_WORK TO BE COMPLETED_
Render every line of the data below as one string in a JSON array, leaving out any blank lines.

═════ DATA IN THIS EXERCISE

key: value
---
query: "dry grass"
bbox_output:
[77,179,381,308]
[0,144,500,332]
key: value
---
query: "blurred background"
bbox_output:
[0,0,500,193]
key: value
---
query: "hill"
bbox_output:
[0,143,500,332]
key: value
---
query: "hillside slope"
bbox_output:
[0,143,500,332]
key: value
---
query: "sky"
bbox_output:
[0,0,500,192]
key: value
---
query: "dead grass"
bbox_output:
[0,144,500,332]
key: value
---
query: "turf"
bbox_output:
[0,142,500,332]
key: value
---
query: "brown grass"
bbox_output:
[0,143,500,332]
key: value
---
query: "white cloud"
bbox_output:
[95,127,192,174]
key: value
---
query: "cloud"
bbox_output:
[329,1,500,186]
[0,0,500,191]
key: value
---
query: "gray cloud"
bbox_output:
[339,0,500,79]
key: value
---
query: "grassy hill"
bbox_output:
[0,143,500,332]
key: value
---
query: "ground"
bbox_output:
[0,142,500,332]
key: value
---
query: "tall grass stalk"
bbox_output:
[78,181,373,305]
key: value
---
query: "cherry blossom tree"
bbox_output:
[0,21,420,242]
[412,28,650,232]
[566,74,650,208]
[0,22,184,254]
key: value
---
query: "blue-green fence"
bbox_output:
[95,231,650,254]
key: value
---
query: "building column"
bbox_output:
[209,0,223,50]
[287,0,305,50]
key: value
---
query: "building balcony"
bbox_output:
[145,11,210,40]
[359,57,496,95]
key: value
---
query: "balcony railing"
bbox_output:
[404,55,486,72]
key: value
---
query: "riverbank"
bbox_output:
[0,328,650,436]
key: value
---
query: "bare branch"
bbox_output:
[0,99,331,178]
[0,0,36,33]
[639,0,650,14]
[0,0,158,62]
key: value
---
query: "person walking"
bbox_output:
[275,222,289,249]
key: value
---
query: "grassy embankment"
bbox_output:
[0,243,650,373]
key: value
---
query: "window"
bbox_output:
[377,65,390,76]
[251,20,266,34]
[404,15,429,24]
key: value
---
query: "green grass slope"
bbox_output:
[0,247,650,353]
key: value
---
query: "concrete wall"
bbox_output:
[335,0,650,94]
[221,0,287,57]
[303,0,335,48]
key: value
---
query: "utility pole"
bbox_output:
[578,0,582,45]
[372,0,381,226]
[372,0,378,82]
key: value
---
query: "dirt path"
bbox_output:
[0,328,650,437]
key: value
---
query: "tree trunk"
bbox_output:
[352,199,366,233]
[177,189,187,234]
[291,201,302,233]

══════════

_SOLUTION FOR THIS TASK_
[
  "key: value",
  "---",
  "query: \"dry grass\"",
  "bbox_output:",
  "[77,179,381,308]",
  "[0,144,500,332]",
  "key: value",
  "---",
  "query: \"blurred background\"",
  "bbox_output:",
  "[0,0,500,193]",
  "key: value",
  "---",
  "query: \"hill\"",
  "bbox_output:",
  "[0,143,500,332]",
  "key: value",
  "---",
  "query: \"hillside slope\"",
  "bbox_output:",
  "[0,143,500,332]",
  "key: value",
  "---",
  "query: \"sky\"",
  "bbox_output:",
  "[0,0,500,192]",
  "key: value",
  "---",
  "query: \"dead grass\"",
  "bbox_output:",
  "[0,144,500,332]",
  "key: value",
  "---",
  "query: \"turf\"",
  "bbox_output:",
  "[0,142,500,332]",
  "key: value",
  "---",
  "query: \"brown grass\"",
  "bbox_output:",
  "[0,143,500,332]",
  "key: value",
  "---",
  "query: \"white cloud\"",
  "bbox_output:",
  "[95,127,192,174]",
  "key: value",
  "---",
  "query: \"cloud\"",
  "bbox_output:",
  "[329,1,500,186]",
  "[0,0,500,191]",
  "key: value",
  "---",
  "query: \"gray cloud\"",
  "bbox_output:",
  "[339,0,500,79]",
  "key: value",
  "---",
  "query: \"grassy hill\"",
  "bbox_output:",
  "[0,143,500,332]",
  "key: value",
  "---",
  "query: \"ground\"",
  "bbox_output:",
  "[0,142,500,332]",
  "key: value",
  "---",
  "query: \"tall grass stalk\"",
  "bbox_output:",
  "[78,181,373,305]",
  "key: value",
  "---",
  "query: \"cherry blossom tree\"",
  "bbox_output:",
  "[0,21,420,242]",
  "[412,28,650,232]",
  "[566,74,650,208]",
  "[0,22,184,254]",
  "key: value",
  "---",
  "query: \"blue-green fence\"",
  "bbox_output:",
  "[95,231,650,254]",
  "key: value",
  "---",
  "query: \"building column\"",
  "bbox_output:",
  "[209,0,223,50]",
  "[287,0,305,50]",
  "key: value",
  "---",
  "query: \"building balcony\"",
  "bbox_output:",
  "[145,11,210,40]",
  "[359,57,496,95]",
  "key: value",
  "---",
  "query: \"balcony railing\"",
  "bbox_output:",
  "[404,55,486,72]",
  "key: value",
  "---",
  "query: \"riverbank\"",
  "bbox_output:",
  "[0,328,650,436]",
  "key: value",
  "---",
  "query: \"bare branch\"",
  "bbox_output:",
  "[0,99,331,178]",
  "[0,0,36,33]",
  "[639,0,650,14]",
  "[0,0,158,62]",
  "key: value",
  "---",
  "query: \"person walking\"",
  "bbox_output:",
  "[275,222,289,249]",
  "key: value",
  "---",
  "query: \"grassy embankment\"",
  "bbox_output:",
  "[0,243,650,373]",
  "key: value",
  "---",
  "query: \"window\"",
  "bbox_output:",
  "[377,65,390,76]",
  "[251,20,266,34]",
  "[404,15,429,24]",
  "key: value",
  "---",
  "query: \"green grass slope\"",
  "bbox_output:",
  "[0,247,650,353]",
  "key: value",
  "---",
  "query: \"concrete wall\"",
  "bbox_output:",
  "[335,0,650,94]",
  "[221,0,287,57]",
  "[303,0,335,48]",
  "key: value",
  "---",
  "query: \"utility pole\"",
  "bbox_output:",
  "[578,0,582,45]",
  "[372,0,381,226]",
  "[372,0,378,82]",
  "key: value",
  "---",
  "query: \"dirt path\"",
  "bbox_output:",
  "[0,328,650,437]",
  "key: value",
  "---",
  "query: \"tree trunk\"",
  "bbox_output:",
  "[352,199,366,233]",
  "[177,189,187,234]",
  "[291,201,302,233]"
]